- Goals -
**A)** Reproduce the portion of the earnings call excerpt that begins at the words "So Body in White, while" and stops after "year as well.".
**B)** Extend the earnings call excerpt past its final sentence, picking up right where it ends.

- Given text -
** start **

On Body in White, we haven't heard you mention this in the last one or two calls. How are we positioned there? What is your focus on that?

Aditya Rao

executive
#70

So Body in White, while we have had a good amount of growth and we have stabilized it and Stellantis continues to be a customer, we've added a few new customers in the past. We've received [indiscernible] We are working with -- we're trying to get Kia and Hyundai as customers as well. There will be RFQs going out. So we will add more customers and already there have been more and more customers that have been added. Product development is taking place. Over the next year or so, this is a slower growth business, I think, but it's also in a sense -- good in the sense that revenues won't suddenly drop in that business because there's protections in place for that. So it will be a slow growth journey, but a growth journey all the same, but that's where we are at right now. So in BIW this year, we will see substantial growth compared to last year as well.

Unknown Analyst

analyst
#71

Understood. At a broader level, Aditya, we are continued about what, INR 130 crores, INR 140-odd crores of cash flow. You would probably aim to maybe about triple that in about 4, 5 years' time. That would still amount to the same numbers that you're kind of projecting, which is about 5%, 6% PAT kind of margin and just about $1 billion kind of company. So is that a broad expectation?

Aditya Rao

executive
#72

I can speak to you rather than give that as a guidance. What I can tell you is what we are looking at and what is possible. So maybe that's a better way to answer the question. So we look at a company in the field that we are in with a similar positioning as us. If they are looking to grow in these business units and each of these business units have addressable market in which are that size. So you do have the expectation of your revenue more than doubling in the timeframe that you mentioned, in the 3- to 4- to 5-year time period. And if your operating margins move up at -- in the level that they should, considering market margins in that, it is very possible for us to imagine a company which is substantially larger than Pennar's size, more than twice our size. And the impact on our cash generation, when you have net margins moving from 5% to, let's say, closer to 10% would be not a doubling of cash, but the doubling of revenue and doubling of that would mean at least a 4x return on a cash point of view. So that is what is the possibility we have to execute well. There's -- by no means am I saying that is our guidance. What I'm saying is those -- that's the possibility on the table right now in 3 to 4 years.

** end **

- Supplied material -
** start **

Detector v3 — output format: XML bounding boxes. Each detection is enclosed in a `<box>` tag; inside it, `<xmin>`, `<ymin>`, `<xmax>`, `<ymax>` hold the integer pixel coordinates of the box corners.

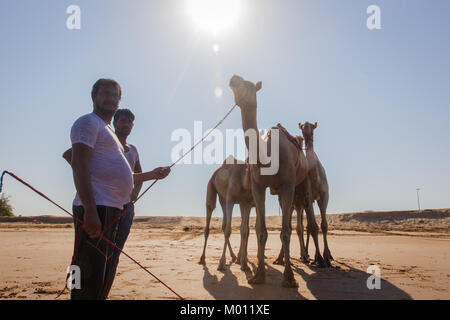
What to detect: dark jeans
<box><xmin>105</xmin><ymin>202</ymin><xmax>134</xmax><ymax>299</ymax></box>
<box><xmin>70</xmin><ymin>206</ymin><xmax>122</xmax><ymax>300</ymax></box>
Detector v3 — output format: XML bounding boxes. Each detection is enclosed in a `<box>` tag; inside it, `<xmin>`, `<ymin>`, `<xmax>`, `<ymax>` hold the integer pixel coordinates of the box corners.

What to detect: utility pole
<box><xmin>416</xmin><ymin>188</ymin><xmax>420</xmax><ymax>211</ymax></box>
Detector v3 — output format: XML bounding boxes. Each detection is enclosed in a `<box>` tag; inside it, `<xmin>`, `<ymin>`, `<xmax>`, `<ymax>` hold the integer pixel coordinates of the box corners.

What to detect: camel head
<box><xmin>230</xmin><ymin>75</ymin><xmax>262</xmax><ymax>108</ymax></box>
<box><xmin>298</xmin><ymin>121</ymin><xmax>317</xmax><ymax>138</ymax></box>
<box><xmin>295</xmin><ymin>136</ymin><xmax>304</xmax><ymax>149</ymax></box>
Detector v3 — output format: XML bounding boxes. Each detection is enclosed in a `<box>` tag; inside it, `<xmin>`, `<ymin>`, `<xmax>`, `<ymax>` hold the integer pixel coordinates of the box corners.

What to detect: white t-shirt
<box><xmin>70</xmin><ymin>112</ymin><xmax>133</xmax><ymax>209</ymax></box>
<box><xmin>125</xmin><ymin>144</ymin><xmax>142</xmax><ymax>203</ymax></box>
<box><xmin>124</xmin><ymin>144</ymin><xmax>139</xmax><ymax>172</ymax></box>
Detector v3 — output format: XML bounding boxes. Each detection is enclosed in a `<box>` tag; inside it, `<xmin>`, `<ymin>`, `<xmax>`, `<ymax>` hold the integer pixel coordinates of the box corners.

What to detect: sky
<box><xmin>0</xmin><ymin>0</ymin><xmax>450</xmax><ymax>216</ymax></box>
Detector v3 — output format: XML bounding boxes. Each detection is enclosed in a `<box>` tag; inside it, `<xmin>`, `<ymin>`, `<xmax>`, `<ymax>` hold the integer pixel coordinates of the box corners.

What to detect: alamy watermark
<box><xmin>66</xmin><ymin>4</ymin><xmax>81</xmax><ymax>30</ymax></box>
<box><xmin>366</xmin><ymin>4</ymin><xmax>381</xmax><ymax>30</ymax></box>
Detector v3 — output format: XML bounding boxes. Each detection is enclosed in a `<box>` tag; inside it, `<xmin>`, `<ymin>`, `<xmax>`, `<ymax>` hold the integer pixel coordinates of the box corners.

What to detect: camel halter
<box><xmin>0</xmin><ymin>104</ymin><xmax>236</xmax><ymax>300</ymax></box>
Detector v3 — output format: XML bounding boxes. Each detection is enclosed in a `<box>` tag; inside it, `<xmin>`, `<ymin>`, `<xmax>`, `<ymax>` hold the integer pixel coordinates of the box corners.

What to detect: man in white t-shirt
<box><xmin>70</xmin><ymin>79</ymin><xmax>170</xmax><ymax>300</ymax></box>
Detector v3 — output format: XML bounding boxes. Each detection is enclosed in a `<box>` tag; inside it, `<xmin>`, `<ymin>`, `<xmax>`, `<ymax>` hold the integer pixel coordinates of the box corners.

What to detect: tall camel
<box><xmin>230</xmin><ymin>75</ymin><xmax>320</xmax><ymax>287</ymax></box>
<box><xmin>199</xmin><ymin>156</ymin><xmax>255</xmax><ymax>271</ymax></box>
<box><xmin>298</xmin><ymin>122</ymin><xmax>334</xmax><ymax>266</ymax></box>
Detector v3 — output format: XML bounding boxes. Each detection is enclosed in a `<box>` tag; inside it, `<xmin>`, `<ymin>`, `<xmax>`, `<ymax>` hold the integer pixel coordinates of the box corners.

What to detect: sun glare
<box><xmin>188</xmin><ymin>0</ymin><xmax>241</xmax><ymax>35</ymax></box>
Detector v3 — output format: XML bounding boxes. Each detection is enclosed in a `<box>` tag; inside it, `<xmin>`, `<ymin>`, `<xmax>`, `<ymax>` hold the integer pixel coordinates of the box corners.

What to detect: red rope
<box><xmin>0</xmin><ymin>171</ymin><xmax>183</xmax><ymax>300</ymax></box>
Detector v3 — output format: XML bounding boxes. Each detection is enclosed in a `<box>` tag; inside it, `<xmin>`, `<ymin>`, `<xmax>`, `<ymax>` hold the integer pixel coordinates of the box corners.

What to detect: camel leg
<box><xmin>198</xmin><ymin>201</ymin><xmax>216</xmax><ymax>265</ymax></box>
<box><xmin>296</xmin><ymin>206</ymin><xmax>309</xmax><ymax>263</ymax></box>
<box><xmin>273</xmin><ymin>196</ymin><xmax>286</xmax><ymax>266</ymax></box>
<box><xmin>317</xmin><ymin>192</ymin><xmax>334</xmax><ymax>267</ymax></box>
<box><xmin>306</xmin><ymin>179</ymin><xmax>326</xmax><ymax>268</ymax></box>
<box><xmin>217</xmin><ymin>201</ymin><xmax>234</xmax><ymax>271</ymax></box>
<box><xmin>248</xmin><ymin>182</ymin><xmax>267</xmax><ymax>284</ymax></box>
<box><xmin>227</xmin><ymin>239</ymin><xmax>237</xmax><ymax>263</ymax></box>
<box><xmin>280</xmin><ymin>184</ymin><xmax>298</xmax><ymax>288</ymax></box>
<box><xmin>238</xmin><ymin>203</ymin><xmax>252</xmax><ymax>271</ymax></box>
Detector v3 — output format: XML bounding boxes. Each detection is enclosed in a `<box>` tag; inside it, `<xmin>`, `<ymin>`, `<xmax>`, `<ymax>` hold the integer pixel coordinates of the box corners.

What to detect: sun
<box><xmin>187</xmin><ymin>0</ymin><xmax>241</xmax><ymax>35</ymax></box>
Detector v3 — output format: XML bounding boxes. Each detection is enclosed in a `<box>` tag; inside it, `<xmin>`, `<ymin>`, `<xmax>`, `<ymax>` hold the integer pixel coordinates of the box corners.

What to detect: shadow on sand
<box><xmin>292</xmin><ymin>261</ymin><xmax>412</xmax><ymax>300</ymax></box>
<box><xmin>203</xmin><ymin>259</ymin><xmax>412</xmax><ymax>300</ymax></box>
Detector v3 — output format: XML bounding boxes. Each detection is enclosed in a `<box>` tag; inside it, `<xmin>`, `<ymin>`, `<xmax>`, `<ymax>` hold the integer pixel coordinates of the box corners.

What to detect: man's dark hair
<box><xmin>91</xmin><ymin>79</ymin><xmax>122</xmax><ymax>100</ymax></box>
<box><xmin>114</xmin><ymin>109</ymin><xmax>135</xmax><ymax>122</ymax></box>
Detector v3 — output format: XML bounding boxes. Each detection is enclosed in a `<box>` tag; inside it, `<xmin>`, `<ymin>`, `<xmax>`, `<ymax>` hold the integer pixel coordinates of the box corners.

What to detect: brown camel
<box><xmin>298</xmin><ymin>122</ymin><xmax>334</xmax><ymax>266</ymax></box>
<box><xmin>199</xmin><ymin>156</ymin><xmax>255</xmax><ymax>271</ymax></box>
<box><xmin>274</xmin><ymin>136</ymin><xmax>325</xmax><ymax>267</ymax></box>
<box><xmin>230</xmin><ymin>76</ymin><xmax>320</xmax><ymax>287</ymax></box>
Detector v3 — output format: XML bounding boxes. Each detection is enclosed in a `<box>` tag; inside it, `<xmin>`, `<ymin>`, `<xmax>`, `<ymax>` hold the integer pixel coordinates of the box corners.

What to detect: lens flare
<box><xmin>188</xmin><ymin>0</ymin><xmax>241</xmax><ymax>35</ymax></box>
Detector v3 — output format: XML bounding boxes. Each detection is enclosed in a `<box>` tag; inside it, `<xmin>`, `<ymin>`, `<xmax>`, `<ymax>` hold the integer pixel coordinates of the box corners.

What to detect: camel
<box><xmin>298</xmin><ymin>122</ymin><xmax>334</xmax><ymax>266</ymax></box>
<box><xmin>274</xmin><ymin>136</ymin><xmax>325</xmax><ymax>267</ymax></box>
<box><xmin>199</xmin><ymin>156</ymin><xmax>255</xmax><ymax>271</ymax></box>
<box><xmin>229</xmin><ymin>75</ymin><xmax>320</xmax><ymax>287</ymax></box>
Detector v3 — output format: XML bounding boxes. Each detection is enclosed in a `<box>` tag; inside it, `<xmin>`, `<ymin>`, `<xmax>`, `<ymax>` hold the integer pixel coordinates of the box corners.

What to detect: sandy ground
<box><xmin>0</xmin><ymin>211</ymin><xmax>450</xmax><ymax>299</ymax></box>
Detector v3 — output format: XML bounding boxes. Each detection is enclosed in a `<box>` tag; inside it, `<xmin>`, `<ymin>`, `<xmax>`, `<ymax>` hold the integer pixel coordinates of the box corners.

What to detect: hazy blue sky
<box><xmin>0</xmin><ymin>0</ymin><xmax>450</xmax><ymax>216</ymax></box>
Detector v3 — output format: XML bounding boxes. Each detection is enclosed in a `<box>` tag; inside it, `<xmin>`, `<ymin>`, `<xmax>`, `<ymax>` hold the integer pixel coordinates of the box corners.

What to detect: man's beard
<box><xmin>94</xmin><ymin>102</ymin><xmax>119</xmax><ymax>116</ymax></box>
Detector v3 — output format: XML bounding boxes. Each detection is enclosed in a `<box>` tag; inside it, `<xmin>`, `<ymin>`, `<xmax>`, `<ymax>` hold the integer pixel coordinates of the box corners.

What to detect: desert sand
<box><xmin>0</xmin><ymin>209</ymin><xmax>450</xmax><ymax>300</ymax></box>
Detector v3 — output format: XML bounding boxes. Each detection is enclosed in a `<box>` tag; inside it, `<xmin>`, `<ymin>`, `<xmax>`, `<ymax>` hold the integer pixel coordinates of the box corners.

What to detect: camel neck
<box><xmin>241</xmin><ymin>106</ymin><xmax>259</xmax><ymax>135</ymax></box>
<box><xmin>237</xmin><ymin>105</ymin><xmax>265</xmax><ymax>163</ymax></box>
<box><xmin>305</xmin><ymin>136</ymin><xmax>314</xmax><ymax>151</ymax></box>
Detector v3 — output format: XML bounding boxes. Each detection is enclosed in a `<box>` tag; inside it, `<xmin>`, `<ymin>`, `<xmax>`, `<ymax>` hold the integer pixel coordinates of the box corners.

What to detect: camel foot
<box><xmin>241</xmin><ymin>263</ymin><xmax>250</xmax><ymax>272</ymax></box>
<box><xmin>312</xmin><ymin>254</ymin><xmax>327</xmax><ymax>268</ymax></box>
<box><xmin>281</xmin><ymin>278</ymin><xmax>298</xmax><ymax>288</ymax></box>
<box><xmin>300</xmin><ymin>256</ymin><xmax>309</xmax><ymax>263</ymax></box>
<box><xmin>273</xmin><ymin>257</ymin><xmax>284</xmax><ymax>266</ymax></box>
<box><xmin>323</xmin><ymin>249</ymin><xmax>334</xmax><ymax>260</ymax></box>
<box><xmin>217</xmin><ymin>261</ymin><xmax>227</xmax><ymax>271</ymax></box>
<box><xmin>248</xmin><ymin>272</ymin><xmax>266</xmax><ymax>284</ymax></box>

** end **

- Answers to each task -
**A)**
So Body in White, while we have had a good amount of growth and we have stabilized it and Stellantis continues to be a customer, we've added a few new customers in the past. We've received [indiscernible] We are working with -- we're trying to get Kia and Hyundai as customers as well. There will be RFQs going out. So we will add more customers and already there have been more and more customers that have been added. Product development is taking place. Over the next year or so, this is a slower growth business, I think, but it's also in a sense -- good in the sense that revenues won't suddenly drop in that business because there's protections in place for that. So it will be a slow growth journey, but a growth journey all the same, but that's where we are at right now. So in BIW this year, we will see substantial growth compared to last year as well.

**B)**
Operator

operator
#73

Our next question is from the line of Vikas Puri, an Individual Investor.

Unknown Attendee

attendee
#74

Am I audible, sir?

Aditya Rao

executive
#75

Yes, sir.

Unknown Attendee

attendee
#76

Congratulations on great set of numbers. Sir, our company a lot of depend on USA. And we are observing that we are calling anti-tariff policies. How did that impact our sales growth or revenue growth there, sir? Or is it doesn't impact at all?

Aditya Rao

executive
#77

I apologize. Your voice is a little muffled. You said what policies, sir? Sorry, anti?

Unknown Attendee

attendee
#78

Sir, U.S. are installing anti-tariff policies like we are Make in India, they are now doing Make in America like those things. How did that policy impact our sales there?

Aditya Rao

executive
#79

I'm afraid that your voice is very muffled. I was not able to make out exactly what you're saying. Let's try again, Could you say -- you said in the U.S., anti what policies?

Unknown Analyst

analyst
#80

Am I audible now?

Operator

operator
#81

Sir, I request you to use handset while speaking.

Unknown Attendee

attendee
#82

Sir, now I'm audible?

Operator

operator
#83

Yes, loud and clear.

Aditya Rao

executive
#84

Yes. Please go ahead.

Unknown Attendee

attendee
#85

So I am saying that the U.S.A. is installing anti-tariff policies. They are putting more and more tariffs whenever there is import there. So how does that impact our company because we have a lot of dependency on U.S.A. in sales and in profit a high-margin business? Or is it -- doesn't affect us at all?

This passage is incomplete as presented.